SELECTED PASSAGE:
=== Section Start ===
I was under-impressed.

Sunday, May 22, 2016

Moral revolutionaries

Al Mohler writes in a recent article: that the 'moral revolutionaries' have 'won', and they demand absolute surrender.

Of course! The 'moral revolutionaries' are not revolutionaries, but represent a reversion to pre-Christian practices. The recent decades in the USA (Mohler's home) have been marked by the fruits of previous generations of evangelisitic work, producing a culture that is marked to some extent by the fruit of the spirit; but also tainted, as all cultures must be, by the mark of the devil.

Sans continued evangelistic effort and moral reflection (the fruits of the Spirit), the second order results of Christian influence will naturally wane, and do so quickly. This should be no surprise.

What will also happen is those doctrines of government, public order and social behaviour that have been influcence by Christianity will also wane.

I see that the actual tolerance, libery, and presumption of innocence that Christian cultures have produced in the (Anglo) West over centuries will transform into an amoral tyranny more characteristic of Ancient Rome than anything we know today.

Thursday, May 12, 2016


I'm reading through the Psalms in the NRSV at the moment. Unhappy. The word that other versions translate 'blessed' is translated 'happy'. Happy?!
=== Section End ===
INSTRUCTIONS:
(1) Write out the part of the passage on moral revolutionaries that opens with the words containing "Sans continued evangelistic" and closes with "will also wane.".
(2) In the passage on moral revolutionaries, why does the writer say the "moral revolutionaries" are not really revolutionaries? Answer in one to three sentences.

EXERCISE DATA:
=== Section Start ===
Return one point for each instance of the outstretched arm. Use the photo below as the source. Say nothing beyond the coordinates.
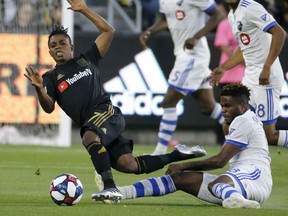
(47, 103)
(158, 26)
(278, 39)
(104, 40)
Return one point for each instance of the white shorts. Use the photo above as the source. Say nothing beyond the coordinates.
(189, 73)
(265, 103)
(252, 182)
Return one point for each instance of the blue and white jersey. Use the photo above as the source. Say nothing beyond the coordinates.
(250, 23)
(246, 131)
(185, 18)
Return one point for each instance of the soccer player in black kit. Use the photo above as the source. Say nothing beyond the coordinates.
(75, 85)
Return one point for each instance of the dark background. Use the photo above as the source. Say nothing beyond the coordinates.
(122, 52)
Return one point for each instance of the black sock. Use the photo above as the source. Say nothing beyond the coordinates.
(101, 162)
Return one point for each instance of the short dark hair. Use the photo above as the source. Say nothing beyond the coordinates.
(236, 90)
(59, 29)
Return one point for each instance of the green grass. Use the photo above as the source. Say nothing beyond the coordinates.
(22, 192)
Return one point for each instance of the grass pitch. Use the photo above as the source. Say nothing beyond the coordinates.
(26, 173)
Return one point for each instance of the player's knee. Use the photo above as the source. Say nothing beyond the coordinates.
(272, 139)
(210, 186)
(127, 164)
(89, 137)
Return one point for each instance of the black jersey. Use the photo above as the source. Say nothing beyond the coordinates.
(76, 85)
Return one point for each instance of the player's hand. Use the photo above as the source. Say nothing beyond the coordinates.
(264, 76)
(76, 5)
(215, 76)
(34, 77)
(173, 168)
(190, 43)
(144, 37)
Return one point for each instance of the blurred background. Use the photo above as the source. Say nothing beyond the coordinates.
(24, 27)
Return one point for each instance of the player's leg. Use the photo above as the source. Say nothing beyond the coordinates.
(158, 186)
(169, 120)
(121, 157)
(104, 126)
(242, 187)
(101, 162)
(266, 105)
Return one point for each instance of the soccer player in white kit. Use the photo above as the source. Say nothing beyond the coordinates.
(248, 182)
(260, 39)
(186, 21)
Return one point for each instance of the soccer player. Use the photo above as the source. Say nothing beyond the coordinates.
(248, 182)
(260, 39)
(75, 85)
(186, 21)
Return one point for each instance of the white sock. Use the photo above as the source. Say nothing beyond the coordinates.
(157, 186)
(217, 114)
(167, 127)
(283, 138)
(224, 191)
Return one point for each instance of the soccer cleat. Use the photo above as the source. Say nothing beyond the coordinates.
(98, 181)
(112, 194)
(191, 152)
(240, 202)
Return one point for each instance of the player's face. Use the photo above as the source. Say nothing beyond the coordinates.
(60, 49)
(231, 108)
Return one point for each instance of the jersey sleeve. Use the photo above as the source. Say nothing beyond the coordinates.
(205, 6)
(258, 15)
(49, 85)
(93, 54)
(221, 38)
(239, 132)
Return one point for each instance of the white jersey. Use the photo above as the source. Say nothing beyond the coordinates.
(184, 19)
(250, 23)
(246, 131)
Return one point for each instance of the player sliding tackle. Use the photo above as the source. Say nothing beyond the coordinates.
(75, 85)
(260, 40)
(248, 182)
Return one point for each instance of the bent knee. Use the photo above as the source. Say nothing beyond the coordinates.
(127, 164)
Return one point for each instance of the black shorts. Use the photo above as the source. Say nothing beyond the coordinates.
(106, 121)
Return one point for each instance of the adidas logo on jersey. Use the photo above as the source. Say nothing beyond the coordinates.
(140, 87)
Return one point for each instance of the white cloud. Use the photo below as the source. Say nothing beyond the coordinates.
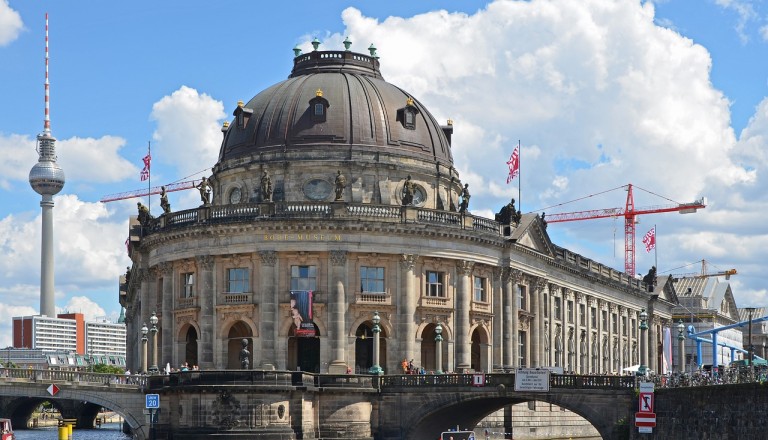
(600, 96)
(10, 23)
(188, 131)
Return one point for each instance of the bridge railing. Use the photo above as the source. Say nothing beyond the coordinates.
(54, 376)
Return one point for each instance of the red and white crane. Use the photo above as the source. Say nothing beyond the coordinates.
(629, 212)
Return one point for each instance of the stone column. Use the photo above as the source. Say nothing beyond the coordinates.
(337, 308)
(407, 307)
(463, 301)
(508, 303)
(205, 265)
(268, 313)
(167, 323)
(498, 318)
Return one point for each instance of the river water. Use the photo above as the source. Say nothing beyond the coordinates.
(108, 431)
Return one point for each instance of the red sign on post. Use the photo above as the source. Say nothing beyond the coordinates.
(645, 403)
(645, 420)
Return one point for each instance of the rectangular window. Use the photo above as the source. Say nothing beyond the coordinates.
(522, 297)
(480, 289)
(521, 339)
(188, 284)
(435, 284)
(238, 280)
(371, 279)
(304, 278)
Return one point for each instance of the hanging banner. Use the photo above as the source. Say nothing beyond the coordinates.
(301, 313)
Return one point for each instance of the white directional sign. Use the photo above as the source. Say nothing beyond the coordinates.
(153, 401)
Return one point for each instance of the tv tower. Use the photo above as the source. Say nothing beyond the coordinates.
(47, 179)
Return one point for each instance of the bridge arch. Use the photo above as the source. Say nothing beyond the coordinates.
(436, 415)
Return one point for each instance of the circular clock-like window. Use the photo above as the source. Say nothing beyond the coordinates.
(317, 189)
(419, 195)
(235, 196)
=== Section End ===
=== Section Start ===
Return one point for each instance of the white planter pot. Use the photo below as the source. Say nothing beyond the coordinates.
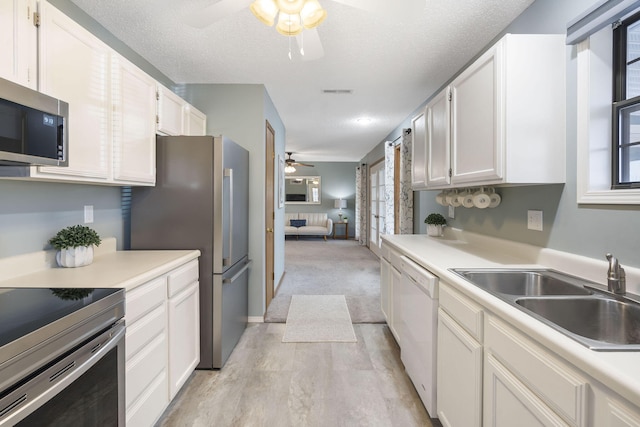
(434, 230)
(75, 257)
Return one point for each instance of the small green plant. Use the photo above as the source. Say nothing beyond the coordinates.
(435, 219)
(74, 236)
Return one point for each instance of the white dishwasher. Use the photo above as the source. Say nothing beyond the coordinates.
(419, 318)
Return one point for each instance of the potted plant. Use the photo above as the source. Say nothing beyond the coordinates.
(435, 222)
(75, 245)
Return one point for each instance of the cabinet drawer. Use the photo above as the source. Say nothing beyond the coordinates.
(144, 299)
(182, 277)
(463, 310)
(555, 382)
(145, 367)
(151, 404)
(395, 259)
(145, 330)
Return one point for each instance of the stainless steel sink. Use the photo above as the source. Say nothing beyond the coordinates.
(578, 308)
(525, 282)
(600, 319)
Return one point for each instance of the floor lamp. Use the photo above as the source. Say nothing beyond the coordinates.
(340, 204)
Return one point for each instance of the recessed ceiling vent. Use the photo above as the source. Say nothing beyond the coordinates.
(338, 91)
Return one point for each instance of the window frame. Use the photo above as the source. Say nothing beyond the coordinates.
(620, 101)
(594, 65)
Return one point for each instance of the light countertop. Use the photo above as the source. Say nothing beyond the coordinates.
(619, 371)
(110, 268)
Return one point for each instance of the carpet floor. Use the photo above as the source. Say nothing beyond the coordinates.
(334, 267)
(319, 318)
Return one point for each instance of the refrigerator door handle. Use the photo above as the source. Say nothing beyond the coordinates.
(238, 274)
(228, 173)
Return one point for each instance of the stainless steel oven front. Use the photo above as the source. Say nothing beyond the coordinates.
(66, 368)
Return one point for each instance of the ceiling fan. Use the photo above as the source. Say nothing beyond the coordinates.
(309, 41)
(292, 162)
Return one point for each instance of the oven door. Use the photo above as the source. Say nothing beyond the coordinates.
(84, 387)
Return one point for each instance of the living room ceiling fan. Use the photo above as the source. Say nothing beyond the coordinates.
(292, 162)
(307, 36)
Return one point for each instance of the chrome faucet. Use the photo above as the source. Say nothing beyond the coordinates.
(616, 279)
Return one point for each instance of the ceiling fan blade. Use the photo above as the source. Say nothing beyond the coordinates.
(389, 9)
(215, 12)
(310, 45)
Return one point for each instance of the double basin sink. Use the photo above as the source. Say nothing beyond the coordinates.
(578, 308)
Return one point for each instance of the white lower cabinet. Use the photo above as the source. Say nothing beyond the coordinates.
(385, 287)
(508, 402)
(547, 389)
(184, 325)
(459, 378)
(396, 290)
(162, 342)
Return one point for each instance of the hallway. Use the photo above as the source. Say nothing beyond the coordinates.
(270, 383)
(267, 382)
=== Section End ===
=== Section Start ===
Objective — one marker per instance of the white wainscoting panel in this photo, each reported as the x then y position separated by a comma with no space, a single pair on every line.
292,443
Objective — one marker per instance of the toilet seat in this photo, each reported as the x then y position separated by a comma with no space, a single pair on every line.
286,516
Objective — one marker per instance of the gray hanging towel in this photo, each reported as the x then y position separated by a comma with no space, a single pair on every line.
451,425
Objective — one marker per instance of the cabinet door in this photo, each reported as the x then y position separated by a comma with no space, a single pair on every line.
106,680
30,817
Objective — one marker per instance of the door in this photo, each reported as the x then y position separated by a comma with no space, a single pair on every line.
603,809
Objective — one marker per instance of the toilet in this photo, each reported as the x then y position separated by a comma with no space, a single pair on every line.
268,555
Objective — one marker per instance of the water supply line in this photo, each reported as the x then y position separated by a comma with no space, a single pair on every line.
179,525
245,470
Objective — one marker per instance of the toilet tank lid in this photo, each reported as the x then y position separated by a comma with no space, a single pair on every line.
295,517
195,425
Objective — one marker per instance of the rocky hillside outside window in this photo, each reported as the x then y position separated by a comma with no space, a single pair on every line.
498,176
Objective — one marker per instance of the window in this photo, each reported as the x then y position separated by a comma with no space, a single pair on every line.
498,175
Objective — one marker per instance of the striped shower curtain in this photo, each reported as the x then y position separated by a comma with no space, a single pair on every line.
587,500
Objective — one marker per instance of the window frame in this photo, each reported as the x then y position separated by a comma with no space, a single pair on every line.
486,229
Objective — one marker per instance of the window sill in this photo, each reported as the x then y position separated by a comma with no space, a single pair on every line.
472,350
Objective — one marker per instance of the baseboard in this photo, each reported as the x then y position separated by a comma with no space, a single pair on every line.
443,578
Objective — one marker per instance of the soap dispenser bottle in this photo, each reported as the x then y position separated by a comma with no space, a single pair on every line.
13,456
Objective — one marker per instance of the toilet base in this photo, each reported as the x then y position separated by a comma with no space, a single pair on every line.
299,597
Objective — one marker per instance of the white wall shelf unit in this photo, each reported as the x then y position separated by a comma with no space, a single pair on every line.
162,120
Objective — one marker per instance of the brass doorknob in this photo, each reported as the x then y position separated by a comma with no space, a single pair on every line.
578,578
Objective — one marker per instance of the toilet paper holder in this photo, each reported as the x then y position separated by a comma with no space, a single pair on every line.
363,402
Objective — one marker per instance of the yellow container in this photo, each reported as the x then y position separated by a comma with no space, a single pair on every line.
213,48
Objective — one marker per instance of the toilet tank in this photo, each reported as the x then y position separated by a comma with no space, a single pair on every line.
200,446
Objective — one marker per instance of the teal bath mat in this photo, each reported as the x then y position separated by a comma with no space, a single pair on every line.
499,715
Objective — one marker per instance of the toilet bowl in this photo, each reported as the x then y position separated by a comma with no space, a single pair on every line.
=== Section End ===
ANSWERS:
(1)
Sans continued evangelistic effort and moral reflection (the fruits of the Spirit), the second order results of Christian influence will naturally wane, and do so quickly. This should be no surprise.

What will also happen is those doctrines of government, public order and social behaviour that have been influcence by Christianity will also wane.

(2) The writer says they are not revolutionaries because they represent a reversion to pre-Christian practices rather than something new.